■ **WHAT TO DO**: Can you quote the lines below exactly, starting at the line with "Target: crown molding" and going through the last one?

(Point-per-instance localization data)
──────

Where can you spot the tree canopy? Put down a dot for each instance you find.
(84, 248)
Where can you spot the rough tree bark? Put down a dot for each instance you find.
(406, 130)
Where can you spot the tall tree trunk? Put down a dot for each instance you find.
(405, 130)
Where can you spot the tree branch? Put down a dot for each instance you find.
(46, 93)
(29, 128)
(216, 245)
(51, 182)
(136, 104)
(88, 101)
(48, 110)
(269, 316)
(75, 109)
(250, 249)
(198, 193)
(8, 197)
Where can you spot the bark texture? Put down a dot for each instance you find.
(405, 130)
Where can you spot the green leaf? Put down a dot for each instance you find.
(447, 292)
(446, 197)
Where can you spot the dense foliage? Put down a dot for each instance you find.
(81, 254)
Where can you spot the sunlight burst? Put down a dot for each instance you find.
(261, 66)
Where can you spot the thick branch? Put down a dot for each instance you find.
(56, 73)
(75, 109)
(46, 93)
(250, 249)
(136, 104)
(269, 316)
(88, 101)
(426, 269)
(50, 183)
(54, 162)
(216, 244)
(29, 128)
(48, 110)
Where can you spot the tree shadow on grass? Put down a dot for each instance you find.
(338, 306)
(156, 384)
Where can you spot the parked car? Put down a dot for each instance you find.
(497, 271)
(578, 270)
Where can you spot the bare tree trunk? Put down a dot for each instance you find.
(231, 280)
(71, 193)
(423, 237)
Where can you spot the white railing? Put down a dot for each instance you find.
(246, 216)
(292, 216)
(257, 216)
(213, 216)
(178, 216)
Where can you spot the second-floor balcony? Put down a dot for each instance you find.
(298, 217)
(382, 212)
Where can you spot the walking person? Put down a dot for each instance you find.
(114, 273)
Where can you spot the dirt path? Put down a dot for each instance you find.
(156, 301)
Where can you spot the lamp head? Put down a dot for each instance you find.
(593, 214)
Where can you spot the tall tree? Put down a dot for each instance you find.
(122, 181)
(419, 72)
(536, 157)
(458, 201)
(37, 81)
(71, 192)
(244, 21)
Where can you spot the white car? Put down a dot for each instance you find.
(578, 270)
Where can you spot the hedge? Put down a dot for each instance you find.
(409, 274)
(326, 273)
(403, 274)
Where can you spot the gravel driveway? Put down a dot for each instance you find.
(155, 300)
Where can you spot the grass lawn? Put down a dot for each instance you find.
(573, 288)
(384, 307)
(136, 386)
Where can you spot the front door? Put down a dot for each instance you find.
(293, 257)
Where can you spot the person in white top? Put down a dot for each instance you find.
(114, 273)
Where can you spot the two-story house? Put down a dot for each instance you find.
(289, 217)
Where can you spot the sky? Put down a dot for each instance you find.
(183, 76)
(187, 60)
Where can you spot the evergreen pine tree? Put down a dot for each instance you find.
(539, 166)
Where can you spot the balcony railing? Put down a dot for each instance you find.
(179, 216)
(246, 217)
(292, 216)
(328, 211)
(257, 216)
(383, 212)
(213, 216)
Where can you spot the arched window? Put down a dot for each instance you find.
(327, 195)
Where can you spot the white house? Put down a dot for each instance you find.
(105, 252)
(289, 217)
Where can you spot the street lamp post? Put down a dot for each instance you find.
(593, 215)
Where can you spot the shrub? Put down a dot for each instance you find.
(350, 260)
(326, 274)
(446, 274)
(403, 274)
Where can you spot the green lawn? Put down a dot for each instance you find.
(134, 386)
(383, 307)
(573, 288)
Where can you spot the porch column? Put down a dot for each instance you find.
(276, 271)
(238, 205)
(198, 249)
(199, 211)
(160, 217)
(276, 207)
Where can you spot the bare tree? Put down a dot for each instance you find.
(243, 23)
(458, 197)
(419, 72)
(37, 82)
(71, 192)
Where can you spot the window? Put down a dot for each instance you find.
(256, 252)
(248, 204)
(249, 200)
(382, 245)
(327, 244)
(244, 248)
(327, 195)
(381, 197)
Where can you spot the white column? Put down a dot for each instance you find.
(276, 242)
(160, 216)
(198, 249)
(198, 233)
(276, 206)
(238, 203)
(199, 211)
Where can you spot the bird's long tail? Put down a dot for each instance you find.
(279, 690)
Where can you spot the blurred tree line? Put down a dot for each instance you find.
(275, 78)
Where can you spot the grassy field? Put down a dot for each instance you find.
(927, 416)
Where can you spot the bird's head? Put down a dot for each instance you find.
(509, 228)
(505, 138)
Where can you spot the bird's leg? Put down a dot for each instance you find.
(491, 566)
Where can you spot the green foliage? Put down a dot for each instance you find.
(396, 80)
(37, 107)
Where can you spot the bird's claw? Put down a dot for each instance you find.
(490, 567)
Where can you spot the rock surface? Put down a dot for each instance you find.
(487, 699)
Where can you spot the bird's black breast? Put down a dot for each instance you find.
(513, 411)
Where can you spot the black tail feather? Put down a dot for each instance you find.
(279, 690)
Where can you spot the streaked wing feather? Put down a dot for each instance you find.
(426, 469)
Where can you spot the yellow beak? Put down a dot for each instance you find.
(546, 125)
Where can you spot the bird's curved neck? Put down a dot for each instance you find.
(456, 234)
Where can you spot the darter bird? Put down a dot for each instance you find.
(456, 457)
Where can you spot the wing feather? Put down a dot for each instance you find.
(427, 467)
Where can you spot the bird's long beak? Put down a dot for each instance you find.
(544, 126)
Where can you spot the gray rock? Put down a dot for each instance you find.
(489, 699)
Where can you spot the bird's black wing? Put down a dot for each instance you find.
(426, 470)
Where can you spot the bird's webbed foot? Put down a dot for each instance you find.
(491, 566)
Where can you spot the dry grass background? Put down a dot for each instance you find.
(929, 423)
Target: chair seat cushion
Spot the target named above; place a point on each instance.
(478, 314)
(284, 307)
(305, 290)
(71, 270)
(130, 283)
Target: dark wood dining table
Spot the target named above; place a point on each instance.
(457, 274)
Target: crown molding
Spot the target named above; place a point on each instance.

──────

■ **TASK RESULT**:
Target: crown molding
Spot the target named above; place a point on each instance.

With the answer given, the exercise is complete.